Set exercise | Rewrite the items, starting at the line that contains "Can you spot the blue" and stopping after the line that contains "x=48, y=314". Replace "thickest" with "widest" and leave everything else unchanged.

(Stored data entries)
________________________________________

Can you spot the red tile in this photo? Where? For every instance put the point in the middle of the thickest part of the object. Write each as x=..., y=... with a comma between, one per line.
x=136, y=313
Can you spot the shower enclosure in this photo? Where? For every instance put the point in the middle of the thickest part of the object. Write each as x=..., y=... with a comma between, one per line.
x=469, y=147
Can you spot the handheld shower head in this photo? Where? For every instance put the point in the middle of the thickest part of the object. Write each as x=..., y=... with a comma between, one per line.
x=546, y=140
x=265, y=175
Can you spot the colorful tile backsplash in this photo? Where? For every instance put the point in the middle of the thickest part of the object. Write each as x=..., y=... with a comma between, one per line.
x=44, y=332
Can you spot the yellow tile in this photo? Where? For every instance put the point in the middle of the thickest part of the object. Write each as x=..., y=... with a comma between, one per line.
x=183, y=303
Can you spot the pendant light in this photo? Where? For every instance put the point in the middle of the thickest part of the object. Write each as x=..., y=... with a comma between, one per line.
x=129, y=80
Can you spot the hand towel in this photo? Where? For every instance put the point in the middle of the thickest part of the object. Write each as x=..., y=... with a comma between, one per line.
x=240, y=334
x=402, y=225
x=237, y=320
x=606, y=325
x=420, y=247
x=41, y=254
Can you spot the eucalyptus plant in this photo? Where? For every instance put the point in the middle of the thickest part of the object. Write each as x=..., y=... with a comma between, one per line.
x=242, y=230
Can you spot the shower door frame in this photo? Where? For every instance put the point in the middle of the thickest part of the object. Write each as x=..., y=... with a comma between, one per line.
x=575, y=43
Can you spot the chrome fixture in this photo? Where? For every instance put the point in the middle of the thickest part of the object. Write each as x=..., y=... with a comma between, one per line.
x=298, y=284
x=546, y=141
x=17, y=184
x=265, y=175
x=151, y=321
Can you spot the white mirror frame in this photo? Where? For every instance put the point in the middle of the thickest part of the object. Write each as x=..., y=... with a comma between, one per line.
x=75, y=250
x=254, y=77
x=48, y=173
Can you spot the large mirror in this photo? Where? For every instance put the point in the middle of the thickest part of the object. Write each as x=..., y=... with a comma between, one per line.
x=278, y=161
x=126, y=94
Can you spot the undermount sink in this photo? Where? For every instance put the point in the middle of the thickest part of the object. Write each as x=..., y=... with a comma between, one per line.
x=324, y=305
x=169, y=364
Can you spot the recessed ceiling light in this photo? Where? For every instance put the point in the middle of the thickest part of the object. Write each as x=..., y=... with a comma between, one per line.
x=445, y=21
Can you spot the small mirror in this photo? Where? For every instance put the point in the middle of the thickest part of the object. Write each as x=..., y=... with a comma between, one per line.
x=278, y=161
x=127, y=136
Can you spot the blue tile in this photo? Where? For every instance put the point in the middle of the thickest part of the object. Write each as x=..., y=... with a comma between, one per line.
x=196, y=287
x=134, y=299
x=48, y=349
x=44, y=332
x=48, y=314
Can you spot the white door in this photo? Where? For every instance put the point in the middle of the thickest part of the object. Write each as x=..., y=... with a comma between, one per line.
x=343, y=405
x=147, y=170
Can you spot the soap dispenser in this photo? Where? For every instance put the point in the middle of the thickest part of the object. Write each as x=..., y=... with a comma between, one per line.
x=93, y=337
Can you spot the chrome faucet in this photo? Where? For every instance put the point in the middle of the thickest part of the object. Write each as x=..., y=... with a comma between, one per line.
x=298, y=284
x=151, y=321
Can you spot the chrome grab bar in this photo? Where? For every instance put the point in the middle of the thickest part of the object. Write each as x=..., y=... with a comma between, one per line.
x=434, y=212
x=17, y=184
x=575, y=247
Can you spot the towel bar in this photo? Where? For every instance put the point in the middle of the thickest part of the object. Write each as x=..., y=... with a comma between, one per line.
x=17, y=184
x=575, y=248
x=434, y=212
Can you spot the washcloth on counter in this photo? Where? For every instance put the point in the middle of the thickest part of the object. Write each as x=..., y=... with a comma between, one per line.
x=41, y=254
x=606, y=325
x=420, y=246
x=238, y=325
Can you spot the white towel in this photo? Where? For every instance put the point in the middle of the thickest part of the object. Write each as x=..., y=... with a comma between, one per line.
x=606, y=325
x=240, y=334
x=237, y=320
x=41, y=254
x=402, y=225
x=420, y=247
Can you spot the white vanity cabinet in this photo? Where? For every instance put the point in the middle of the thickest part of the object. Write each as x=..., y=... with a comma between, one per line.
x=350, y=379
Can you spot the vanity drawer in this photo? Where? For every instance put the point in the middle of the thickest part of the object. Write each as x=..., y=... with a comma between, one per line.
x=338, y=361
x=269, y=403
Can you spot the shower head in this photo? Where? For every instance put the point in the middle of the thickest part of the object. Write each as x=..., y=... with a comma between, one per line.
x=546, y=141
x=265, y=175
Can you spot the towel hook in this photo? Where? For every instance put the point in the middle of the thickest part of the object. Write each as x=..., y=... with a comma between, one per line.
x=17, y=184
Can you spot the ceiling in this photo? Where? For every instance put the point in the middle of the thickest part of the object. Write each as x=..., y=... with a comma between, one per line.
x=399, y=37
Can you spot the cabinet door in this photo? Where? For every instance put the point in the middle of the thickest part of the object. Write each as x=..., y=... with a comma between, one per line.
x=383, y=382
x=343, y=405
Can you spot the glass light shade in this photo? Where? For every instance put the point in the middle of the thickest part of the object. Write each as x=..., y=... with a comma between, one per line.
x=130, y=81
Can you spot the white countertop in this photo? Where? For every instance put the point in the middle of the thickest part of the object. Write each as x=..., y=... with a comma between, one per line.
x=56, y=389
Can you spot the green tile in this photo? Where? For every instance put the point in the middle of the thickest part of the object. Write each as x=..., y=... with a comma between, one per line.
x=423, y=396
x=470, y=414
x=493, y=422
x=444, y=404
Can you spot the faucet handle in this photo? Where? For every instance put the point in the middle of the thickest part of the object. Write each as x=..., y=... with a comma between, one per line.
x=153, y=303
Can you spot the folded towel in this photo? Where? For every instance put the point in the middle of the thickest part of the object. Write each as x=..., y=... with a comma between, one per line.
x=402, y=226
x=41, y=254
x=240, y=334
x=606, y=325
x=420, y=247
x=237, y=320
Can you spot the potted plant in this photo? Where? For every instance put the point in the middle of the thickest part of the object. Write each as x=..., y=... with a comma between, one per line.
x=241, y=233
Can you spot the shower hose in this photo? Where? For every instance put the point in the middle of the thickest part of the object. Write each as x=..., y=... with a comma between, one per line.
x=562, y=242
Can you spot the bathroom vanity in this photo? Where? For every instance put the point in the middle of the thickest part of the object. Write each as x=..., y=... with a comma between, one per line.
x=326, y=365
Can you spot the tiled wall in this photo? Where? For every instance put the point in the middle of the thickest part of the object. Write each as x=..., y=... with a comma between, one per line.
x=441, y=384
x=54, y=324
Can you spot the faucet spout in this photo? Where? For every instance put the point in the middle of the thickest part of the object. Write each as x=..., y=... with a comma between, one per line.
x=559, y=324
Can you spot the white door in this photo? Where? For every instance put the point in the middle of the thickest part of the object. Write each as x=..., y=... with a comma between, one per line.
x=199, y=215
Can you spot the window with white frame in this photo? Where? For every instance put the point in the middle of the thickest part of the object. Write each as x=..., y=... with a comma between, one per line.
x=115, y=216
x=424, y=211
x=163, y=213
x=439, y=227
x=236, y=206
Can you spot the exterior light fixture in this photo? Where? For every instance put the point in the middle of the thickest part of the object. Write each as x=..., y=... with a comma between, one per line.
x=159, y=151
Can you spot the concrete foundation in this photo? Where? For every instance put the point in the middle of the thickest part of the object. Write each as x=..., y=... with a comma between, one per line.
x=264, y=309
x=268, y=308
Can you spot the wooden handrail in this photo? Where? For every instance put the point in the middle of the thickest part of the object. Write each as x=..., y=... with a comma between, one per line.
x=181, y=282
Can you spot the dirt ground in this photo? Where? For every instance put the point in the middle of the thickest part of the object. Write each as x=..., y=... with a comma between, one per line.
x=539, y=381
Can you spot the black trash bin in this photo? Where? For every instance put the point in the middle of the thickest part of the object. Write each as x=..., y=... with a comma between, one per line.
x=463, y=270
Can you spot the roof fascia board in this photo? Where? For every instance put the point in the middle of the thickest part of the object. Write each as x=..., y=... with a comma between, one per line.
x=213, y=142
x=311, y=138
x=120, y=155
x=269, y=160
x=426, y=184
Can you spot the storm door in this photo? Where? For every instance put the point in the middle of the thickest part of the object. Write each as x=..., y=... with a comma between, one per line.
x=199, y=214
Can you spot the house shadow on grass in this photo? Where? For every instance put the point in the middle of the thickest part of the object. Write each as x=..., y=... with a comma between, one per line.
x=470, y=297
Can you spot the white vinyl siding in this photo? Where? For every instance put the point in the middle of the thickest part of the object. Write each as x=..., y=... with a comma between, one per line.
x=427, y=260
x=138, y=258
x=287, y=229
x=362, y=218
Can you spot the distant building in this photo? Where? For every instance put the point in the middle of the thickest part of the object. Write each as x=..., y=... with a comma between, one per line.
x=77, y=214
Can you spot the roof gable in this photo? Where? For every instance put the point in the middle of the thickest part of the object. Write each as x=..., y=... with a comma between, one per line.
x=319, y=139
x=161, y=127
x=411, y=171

________________________________________

The output |
Can you spot the blue tile in this photo? Where? For every instance put the point in the middle of the widest part of the object. Write each as x=..., y=... with a comma between, one per line.
x=196, y=287
x=134, y=299
x=48, y=349
x=44, y=332
x=48, y=314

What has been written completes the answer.